▶ **À FAIRE**: D'après le texte sur la réconciliation pénale, à quelle date le décret présidentiel a-t-il paru au Journal officiel ? Répondez en une phrase, s'il vous plaît.

▶ **PASSAGE AFFICHÉ**:
____________

Réconciliation pénale : Une loi qui rompt avec les principes de la justice transitionnelle

Après la loi adoptée par  le défunt président Béji Caïd Essebsi, relative à la réconciliation administrative, voilà que le Président actuel Kaïs Saïed, à la faveur de son pouvoir exécutif quasi illimité, vient d’émettre un décret-loi sur la réconciliation pénale. Le champ de la loi couvre autant les crimes de corruption que ceux de change, de fiscalité et de détournement de biens publics.

«Nous avons choisi ce jour pour nous pencher sur un projet ambitieux, et j’ai souhaité que ce soit justement le jour de la fête de l’Indépendance, pour présenter une série de décrets, dont notamment le projet de décret-loi sur la réconciliation pénale. Afin que le peuple puisse récupérer l’argent qui lui a été volé, au lieu de se contenter des affaires judiciaires en instance devant les tribunaux, et qui n’ont pas permis à notre peuple de récupérer grand-chose», déclarait le Président Kaïs Saïed le 20 mars 2022.

Et au Chef de l’Etat et ancien enseignant de droit constitutionnel d’ajouter : «Ces fonds que nous récupérerons, nous les reverserons aux pauvres et aux régions défavorisées et ce, par ordre de priorité allant des plus démunis aux moins défavorisés».

Le décret présidentiel relatif à la réconciliation pénale a été publié au Journal officiel de la République tunisienne (Jort), le 21 mars 2022.

Si le président Béji Caïd Essebsi a réussi après plus de deux années de conflit avec la société civile à passer une loi dont les ambitions ont été révisées à la baisse au moment de son adoption en septembre 2017 — à l’origine, son désir d’amnistie couvrait non seulement les hauts commis de l’Etat soupçonnés de malversations mais aussi les hommes d’affaires et les auteurs d’infractions fiscales —, le Président Kaïs Saïed a utilisé un contexte qui lui est favorable pour faire adopter sa réconciliation. Telle qu’il l’a toujours rêvée. Il a réussi là où BCE a échoué.

____________

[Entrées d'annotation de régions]
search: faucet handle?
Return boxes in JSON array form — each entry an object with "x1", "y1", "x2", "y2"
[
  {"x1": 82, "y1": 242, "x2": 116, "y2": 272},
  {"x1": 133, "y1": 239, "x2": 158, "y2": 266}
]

____________

▶ **RÉPONSE CI-DESSOUS**: Le décret présidentiel relatif à la réconciliation pénale a été publié au Journal officiel de la République tunisienne le 21 mars 2022.